» DATA FOR THE TASK:
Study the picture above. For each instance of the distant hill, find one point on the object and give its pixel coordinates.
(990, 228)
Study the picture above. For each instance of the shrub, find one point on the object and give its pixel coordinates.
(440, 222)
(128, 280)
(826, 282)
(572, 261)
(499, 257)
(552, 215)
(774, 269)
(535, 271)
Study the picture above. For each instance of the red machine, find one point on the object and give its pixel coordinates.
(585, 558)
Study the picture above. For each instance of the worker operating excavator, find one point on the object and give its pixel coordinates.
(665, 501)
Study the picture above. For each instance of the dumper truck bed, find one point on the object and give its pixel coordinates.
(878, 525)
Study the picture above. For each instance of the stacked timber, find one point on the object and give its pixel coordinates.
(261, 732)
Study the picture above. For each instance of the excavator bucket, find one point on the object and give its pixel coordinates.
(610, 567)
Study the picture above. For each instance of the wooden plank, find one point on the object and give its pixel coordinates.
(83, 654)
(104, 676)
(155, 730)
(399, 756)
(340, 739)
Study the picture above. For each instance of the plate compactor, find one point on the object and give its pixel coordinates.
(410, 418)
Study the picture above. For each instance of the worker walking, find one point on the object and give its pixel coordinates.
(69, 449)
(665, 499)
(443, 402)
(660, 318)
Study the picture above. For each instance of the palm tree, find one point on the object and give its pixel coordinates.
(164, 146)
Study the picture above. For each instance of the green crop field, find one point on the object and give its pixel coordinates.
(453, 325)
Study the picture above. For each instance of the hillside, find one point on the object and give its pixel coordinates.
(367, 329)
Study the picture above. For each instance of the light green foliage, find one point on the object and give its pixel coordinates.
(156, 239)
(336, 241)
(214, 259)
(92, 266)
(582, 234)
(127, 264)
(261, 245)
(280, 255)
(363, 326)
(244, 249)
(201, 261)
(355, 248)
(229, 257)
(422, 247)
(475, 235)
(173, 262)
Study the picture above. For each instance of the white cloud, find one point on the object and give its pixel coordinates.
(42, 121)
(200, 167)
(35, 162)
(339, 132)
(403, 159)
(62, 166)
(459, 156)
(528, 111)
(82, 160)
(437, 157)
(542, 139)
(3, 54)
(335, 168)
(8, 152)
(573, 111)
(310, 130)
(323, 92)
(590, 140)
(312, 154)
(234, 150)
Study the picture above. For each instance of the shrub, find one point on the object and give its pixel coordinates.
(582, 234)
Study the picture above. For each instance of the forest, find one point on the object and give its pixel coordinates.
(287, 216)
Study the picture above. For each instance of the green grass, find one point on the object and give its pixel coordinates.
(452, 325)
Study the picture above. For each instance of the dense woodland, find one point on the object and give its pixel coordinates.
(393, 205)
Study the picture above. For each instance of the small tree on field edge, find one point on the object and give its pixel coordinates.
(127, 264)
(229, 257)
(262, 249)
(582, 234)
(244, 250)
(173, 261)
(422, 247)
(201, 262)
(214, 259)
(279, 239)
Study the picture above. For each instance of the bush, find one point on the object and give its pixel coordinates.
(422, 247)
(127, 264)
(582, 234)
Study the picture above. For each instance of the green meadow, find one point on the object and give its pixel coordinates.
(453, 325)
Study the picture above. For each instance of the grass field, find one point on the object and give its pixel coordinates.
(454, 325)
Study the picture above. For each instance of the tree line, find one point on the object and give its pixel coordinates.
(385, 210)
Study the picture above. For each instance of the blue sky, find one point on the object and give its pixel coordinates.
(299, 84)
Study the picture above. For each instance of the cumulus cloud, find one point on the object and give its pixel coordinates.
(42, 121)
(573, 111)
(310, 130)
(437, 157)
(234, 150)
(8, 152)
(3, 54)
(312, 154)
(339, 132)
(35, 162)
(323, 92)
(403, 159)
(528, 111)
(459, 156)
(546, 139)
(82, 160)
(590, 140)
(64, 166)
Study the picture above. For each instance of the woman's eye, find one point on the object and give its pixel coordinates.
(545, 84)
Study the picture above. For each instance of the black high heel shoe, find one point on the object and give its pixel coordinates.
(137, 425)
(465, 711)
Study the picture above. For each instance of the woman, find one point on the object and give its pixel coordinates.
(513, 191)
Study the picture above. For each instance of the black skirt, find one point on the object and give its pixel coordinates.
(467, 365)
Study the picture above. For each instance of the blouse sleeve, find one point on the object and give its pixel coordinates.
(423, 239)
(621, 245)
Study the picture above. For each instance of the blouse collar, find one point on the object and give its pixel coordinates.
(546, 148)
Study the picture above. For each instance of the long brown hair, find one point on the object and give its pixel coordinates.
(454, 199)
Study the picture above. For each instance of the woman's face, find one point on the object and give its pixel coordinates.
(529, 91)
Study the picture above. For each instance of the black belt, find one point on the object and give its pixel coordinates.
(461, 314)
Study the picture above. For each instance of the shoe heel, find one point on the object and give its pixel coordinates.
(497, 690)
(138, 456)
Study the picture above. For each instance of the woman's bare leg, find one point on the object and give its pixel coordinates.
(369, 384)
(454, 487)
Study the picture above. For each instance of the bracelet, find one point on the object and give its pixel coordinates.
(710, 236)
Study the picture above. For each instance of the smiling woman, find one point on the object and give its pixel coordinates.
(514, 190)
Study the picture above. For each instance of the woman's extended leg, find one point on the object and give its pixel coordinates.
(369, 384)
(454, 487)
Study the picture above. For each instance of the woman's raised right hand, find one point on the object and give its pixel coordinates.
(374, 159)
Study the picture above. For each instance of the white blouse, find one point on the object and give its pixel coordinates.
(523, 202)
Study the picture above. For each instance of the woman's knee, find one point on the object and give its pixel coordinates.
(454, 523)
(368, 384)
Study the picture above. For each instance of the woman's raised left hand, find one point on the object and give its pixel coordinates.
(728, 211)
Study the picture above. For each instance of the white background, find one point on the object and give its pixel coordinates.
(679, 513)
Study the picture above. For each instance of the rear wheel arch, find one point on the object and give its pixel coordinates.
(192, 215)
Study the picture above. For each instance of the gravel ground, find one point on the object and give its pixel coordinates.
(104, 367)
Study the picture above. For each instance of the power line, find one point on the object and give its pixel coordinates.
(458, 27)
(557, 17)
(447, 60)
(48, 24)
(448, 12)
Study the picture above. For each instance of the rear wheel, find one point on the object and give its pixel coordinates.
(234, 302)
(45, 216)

» YOUR INSTRUCTIONS:
Copy out, word for word, the lines of the material above, starting with the line that contains "woman's knee, find" and continuing through the final line of the material.

» RESULT FOR THIS TASK:
Study the picture above. For each instance of the woman's knee, find one point on the object and give its pixel coordinates.
(454, 523)
(368, 384)
Study the picture above. For each instance of the woman's raised left hand, find one point on the object and give its pixel coordinates.
(728, 211)
Study the picture above. For each instance of the white background, find one point on the object and give its pixel coordinates.
(679, 513)
Study the picture above. For each instance of the rear wheel arch, find one point on the object and give its pixel coordinates.
(192, 215)
Study the picture above. For each instance of the gravel ground, find one point on the object and give its pixel coordinates.
(104, 367)
Study the picture above. For each instance of the power line, find one point on the object and give its pixel coordinates.
(458, 27)
(557, 17)
(447, 60)
(48, 24)
(448, 12)
Study the picture above. For each instance of the rear wheel, find one point on the object and give its pixel coordinates.
(234, 302)
(45, 216)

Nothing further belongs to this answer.